| Supplied passage |
********************

As the Baltimore Sun argued, the 20% rule is an arbitrary standard. It applies only in medical malpractice cases because the insurance industry knows how difficult it is for plaintiffs to find a doctor who is willing to testify against another doctor. Brave experts who are willing to give truthful testimony in response to a malpractice epidemic are in demand, so the insurance industry strives to limit their availability.
Notably, nobody claims that Dr. Davne’s lacks the training or experience to advance an expert opinion. Nor does anyone claim that, but for the 20% rule, a jury would not be entitled to accept Dr. Davne’s testimony as credible. The 20% rule therefore took compensation away from the widow of a malpractice victim that a jury decided she deserved.
At the time of trial, Maryland law required a plaintiff to prove that the expert witness did not “devote annually more than 20 percent of [his] professional activities to activities that directly involve testimony in personal injury claims.” Maryland courts view the statute as requiring a mathematical calculation. Courts divide the amount of time that the witness is directly involved in expert testimony by the amount of time that the witness spends performing all professional activities.
After disavowing the need for an “exhaustive accounting of an expert’s timesheets,” the court criticized Dr. Davne for failing to produce timesheets that accounted for the time he spent on patient care and other professional activities. The court also faulted him for not producing a list of every case in which he had ever provided services as an expert.
Dr. Davne did provide an affidavit that described the time he spent on professional activities and expert witness activities, but Dr. Davne’s word was not good enough for the appellate court. He also produced his tax returns, but the court wasn’t satisfied that a calculation could be made from the income information supplied to tax authorities.
The court also thought that Dr. Davne’s testimony about the income he received from expert testimony undermined his affidavit. Since expert testimony often commands a higher hourly rate than other work, it is difficult to correlate time spent on an activity with income received from that activity. In any event, the court of appeals agreed that Dr. Davne’s failure to produce detailed records of his time spent as an expert and in professional practice disqualified him from testifying.

********************

Carry on the passage above about Maryland's 20 percent rule for expert witnesses in medical malpractice cases, starting right after its final sentence.

********************

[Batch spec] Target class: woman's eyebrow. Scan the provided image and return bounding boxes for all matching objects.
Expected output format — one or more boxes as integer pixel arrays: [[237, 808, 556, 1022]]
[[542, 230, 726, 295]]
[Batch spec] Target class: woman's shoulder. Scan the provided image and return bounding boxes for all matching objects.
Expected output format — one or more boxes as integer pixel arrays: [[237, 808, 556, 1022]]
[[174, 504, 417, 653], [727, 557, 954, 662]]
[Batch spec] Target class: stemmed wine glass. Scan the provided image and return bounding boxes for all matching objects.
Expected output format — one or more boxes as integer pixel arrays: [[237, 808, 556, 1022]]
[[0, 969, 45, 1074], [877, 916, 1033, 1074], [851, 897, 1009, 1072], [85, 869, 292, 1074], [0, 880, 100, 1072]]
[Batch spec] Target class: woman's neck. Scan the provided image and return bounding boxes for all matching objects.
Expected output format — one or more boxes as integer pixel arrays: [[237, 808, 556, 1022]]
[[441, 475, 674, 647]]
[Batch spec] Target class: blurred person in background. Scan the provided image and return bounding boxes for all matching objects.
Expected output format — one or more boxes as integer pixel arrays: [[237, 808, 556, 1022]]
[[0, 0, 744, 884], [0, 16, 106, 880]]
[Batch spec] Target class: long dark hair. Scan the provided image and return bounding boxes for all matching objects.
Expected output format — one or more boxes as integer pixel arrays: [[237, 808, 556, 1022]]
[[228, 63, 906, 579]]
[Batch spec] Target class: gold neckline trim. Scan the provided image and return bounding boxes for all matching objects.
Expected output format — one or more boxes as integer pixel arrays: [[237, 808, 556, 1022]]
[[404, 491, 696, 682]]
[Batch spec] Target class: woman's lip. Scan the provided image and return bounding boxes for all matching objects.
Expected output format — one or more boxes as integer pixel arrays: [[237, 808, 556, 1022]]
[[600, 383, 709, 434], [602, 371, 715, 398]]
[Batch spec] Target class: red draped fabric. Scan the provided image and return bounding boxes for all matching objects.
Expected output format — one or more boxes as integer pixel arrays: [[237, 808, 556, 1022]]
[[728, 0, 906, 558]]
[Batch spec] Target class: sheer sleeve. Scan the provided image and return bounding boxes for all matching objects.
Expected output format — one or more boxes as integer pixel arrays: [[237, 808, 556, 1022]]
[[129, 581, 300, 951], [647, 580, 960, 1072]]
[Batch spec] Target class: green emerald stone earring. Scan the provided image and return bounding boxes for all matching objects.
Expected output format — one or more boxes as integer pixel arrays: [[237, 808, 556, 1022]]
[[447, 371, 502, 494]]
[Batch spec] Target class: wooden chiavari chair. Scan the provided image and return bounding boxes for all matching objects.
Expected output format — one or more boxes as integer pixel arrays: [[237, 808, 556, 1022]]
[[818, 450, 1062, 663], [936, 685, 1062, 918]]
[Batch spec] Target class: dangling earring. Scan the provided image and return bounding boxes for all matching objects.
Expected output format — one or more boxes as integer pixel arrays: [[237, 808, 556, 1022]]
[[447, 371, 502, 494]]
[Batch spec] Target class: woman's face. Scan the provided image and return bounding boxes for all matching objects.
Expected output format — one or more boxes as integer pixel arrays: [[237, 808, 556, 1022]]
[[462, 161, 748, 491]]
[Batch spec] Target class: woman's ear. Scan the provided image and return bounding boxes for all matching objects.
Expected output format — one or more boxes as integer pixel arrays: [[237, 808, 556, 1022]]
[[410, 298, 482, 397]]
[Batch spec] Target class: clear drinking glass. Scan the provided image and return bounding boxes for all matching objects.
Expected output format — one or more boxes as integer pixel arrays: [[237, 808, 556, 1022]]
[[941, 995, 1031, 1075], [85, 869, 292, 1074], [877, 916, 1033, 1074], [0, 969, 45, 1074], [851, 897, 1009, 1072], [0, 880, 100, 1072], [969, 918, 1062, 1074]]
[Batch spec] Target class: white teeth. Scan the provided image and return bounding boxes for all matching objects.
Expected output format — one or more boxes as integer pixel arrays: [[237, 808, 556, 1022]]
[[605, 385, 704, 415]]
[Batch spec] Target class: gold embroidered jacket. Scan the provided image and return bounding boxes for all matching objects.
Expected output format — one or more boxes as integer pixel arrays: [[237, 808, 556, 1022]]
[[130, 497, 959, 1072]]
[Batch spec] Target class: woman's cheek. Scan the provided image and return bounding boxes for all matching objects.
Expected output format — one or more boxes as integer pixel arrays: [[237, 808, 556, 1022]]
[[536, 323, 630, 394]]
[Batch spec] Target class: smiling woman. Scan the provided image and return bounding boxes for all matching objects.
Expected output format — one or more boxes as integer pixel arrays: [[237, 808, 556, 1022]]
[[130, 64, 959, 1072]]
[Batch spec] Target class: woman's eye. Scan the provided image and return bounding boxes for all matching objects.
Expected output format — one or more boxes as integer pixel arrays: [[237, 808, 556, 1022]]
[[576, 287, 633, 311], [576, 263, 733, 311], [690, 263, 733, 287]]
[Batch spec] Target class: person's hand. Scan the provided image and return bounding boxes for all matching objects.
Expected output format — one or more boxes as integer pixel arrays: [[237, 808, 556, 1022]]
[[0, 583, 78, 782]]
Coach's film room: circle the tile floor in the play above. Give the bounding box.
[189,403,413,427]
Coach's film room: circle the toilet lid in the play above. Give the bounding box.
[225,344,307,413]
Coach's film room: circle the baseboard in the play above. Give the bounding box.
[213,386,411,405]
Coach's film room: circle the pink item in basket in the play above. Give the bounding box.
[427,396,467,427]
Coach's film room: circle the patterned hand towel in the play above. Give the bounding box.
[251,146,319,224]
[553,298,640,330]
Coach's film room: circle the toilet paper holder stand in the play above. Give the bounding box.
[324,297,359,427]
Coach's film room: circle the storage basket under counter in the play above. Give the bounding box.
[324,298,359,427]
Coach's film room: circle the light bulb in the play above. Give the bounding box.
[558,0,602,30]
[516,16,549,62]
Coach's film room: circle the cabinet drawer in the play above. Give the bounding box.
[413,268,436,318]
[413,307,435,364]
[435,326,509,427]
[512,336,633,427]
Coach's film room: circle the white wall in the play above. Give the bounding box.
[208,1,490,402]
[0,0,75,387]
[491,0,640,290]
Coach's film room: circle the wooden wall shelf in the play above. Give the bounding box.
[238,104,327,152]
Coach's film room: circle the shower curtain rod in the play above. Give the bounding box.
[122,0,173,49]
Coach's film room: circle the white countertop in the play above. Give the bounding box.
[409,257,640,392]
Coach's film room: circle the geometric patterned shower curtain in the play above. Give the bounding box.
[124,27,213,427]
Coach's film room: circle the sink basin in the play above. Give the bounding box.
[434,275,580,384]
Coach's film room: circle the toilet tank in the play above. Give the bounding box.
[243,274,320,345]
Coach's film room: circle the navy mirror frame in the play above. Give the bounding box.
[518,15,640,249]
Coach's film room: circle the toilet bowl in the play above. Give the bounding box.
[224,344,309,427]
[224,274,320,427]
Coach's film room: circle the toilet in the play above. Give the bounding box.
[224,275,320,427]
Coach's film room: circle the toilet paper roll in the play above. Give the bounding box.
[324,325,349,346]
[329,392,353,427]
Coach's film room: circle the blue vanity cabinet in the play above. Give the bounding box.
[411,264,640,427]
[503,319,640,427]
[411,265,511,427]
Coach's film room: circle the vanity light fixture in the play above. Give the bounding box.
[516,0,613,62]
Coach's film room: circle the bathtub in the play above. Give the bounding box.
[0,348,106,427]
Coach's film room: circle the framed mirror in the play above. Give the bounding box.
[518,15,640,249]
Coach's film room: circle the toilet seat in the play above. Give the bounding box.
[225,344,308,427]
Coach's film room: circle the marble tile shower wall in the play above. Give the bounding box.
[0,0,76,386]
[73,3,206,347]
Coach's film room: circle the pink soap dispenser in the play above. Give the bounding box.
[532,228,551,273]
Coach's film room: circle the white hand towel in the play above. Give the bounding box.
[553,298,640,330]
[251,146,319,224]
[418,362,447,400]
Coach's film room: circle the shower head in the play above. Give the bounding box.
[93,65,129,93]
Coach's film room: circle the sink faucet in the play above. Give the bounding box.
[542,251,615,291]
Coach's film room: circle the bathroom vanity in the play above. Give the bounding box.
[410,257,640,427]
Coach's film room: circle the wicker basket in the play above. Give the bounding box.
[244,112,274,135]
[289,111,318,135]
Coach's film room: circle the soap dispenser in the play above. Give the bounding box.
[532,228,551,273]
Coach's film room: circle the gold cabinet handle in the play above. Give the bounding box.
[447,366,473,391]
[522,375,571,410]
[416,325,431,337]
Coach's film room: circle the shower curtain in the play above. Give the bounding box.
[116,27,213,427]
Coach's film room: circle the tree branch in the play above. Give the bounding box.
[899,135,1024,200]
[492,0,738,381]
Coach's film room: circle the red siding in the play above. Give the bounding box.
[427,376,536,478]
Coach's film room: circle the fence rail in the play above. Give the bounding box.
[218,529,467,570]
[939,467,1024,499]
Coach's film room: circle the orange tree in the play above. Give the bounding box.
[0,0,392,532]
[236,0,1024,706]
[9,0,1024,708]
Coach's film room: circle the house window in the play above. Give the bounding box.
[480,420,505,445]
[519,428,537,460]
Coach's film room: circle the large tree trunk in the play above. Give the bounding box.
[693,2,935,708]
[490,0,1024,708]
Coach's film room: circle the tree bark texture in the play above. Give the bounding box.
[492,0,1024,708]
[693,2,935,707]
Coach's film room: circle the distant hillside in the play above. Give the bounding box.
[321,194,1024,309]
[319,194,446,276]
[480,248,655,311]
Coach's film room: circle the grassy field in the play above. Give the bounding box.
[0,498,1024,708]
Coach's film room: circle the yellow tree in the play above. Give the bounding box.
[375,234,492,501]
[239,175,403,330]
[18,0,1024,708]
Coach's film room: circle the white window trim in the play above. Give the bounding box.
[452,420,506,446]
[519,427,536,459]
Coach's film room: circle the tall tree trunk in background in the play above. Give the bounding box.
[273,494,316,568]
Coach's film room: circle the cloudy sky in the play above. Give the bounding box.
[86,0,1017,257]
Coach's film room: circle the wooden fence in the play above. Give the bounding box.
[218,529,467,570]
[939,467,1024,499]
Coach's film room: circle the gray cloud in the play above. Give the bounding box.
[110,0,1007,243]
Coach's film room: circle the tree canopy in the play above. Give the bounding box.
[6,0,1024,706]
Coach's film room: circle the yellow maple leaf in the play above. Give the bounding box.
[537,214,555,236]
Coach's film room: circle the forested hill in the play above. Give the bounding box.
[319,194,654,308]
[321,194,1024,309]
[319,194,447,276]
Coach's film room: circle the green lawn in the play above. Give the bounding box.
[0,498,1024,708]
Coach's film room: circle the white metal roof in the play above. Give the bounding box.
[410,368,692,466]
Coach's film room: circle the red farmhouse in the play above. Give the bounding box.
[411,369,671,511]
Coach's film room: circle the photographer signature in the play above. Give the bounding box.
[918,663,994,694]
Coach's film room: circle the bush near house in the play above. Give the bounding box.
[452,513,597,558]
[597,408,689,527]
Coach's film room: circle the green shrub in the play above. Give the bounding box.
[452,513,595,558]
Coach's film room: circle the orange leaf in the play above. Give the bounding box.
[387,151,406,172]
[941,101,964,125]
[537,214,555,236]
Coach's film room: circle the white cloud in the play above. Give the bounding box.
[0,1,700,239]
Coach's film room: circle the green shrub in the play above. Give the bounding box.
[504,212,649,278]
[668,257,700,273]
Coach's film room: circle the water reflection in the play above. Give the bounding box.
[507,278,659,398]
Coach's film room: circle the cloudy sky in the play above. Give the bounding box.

********************

| Written answer |
Whether an expert has the training, experience, and knowledge to opine about a standard of care is wholly unrelated to how much time the expert devotes to giving that testimony. The Maryland rule harms malpractice victims by depriving juries of valuable testimony while shielding negligent doctors from the consequences of their malpractice.
In light of the Maryland rule, however, plaintiff’s lawyers bringing malpractice cases in Maryland must be careful to select experts who keep track of the time they spend in their professional practices and the time they spend working as an expert witness. Gathering that data will not be as easy as the court seems to suggest.
Since billing records do not reflect the hours a doctor spends reading medical journals or engaging in other nonbillable work that is part of the practice of medicine, witnesses may need to estimate their hours in practice by examining the hours they spend in the office (or attending continuing education seminars) each year. They can probably rely on hourly billing records to determine the time they spend testifying as an expert witness. Doctors who regularly testify as experts should take note of Maryland law and retain those records so that they are qualified to testify in Maryland.